## begin DATA FOR PROCESSING

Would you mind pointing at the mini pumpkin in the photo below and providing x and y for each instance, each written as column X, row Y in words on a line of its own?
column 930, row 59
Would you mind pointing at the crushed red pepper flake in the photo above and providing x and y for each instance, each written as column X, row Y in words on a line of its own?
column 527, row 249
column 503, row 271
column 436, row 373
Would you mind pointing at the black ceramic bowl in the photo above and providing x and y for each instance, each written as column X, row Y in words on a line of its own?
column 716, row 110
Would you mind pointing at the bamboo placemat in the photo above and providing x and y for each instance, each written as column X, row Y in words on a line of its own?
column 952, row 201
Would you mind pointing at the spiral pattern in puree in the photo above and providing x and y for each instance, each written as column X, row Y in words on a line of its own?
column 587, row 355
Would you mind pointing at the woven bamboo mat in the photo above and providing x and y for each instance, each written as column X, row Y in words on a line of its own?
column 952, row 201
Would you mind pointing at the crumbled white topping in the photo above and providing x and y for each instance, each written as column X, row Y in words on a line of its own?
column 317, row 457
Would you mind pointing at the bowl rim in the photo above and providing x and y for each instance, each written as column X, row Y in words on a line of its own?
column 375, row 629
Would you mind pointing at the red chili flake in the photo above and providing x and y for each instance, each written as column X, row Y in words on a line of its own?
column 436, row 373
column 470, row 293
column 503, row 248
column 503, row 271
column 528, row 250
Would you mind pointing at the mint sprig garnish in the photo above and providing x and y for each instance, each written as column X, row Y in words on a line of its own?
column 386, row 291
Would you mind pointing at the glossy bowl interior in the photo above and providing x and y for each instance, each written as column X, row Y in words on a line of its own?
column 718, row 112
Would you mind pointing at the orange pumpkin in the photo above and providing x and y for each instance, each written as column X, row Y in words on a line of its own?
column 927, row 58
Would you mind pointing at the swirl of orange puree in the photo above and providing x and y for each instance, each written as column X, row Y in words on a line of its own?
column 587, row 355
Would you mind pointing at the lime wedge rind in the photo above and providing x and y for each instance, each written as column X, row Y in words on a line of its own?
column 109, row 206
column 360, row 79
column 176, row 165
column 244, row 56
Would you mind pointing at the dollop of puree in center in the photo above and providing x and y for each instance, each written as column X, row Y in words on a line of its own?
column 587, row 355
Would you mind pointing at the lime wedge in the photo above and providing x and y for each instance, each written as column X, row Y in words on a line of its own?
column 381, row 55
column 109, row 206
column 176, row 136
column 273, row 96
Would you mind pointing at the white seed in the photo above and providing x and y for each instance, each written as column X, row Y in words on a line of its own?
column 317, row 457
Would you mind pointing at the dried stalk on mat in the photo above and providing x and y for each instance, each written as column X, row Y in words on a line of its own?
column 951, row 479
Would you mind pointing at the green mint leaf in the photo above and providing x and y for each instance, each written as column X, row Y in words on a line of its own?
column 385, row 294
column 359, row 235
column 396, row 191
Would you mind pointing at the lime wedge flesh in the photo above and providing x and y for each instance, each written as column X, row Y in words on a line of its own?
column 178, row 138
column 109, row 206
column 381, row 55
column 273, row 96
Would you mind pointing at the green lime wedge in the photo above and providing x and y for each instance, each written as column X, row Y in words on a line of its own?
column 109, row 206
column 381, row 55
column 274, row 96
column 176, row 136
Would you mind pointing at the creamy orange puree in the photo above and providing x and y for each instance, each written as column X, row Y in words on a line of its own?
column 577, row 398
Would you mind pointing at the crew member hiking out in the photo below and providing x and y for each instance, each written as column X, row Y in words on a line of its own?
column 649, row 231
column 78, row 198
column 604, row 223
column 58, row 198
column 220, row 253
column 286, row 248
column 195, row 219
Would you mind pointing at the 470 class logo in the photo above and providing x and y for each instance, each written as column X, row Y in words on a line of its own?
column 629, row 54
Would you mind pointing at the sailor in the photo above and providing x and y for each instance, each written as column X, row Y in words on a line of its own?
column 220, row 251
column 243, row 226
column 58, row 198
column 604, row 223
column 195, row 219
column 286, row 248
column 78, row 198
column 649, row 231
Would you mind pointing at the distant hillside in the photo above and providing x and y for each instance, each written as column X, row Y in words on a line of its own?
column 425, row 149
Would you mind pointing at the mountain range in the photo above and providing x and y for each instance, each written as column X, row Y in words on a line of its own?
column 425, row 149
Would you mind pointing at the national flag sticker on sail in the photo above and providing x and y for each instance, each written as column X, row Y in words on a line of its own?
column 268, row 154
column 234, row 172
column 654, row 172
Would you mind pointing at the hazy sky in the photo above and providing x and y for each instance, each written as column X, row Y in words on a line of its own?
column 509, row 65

## end DATA FOR PROCESSING

Print everything from the line containing "Would you mind pointing at the national" down to the end of the data above, copying each line exactly.

== ANSWER TO THIS EXERCISE ==
Would you mind pointing at the national flag sticker on sail in the photo above and providing x and y for each instance, each written as column X, row Y in words on a line of its own?
column 268, row 154
column 234, row 172
column 654, row 172
Would you mind pointing at the hazy sky in the photo above and providing x and y for each instance, each written as column X, row Y in words on a line of its own?
column 509, row 65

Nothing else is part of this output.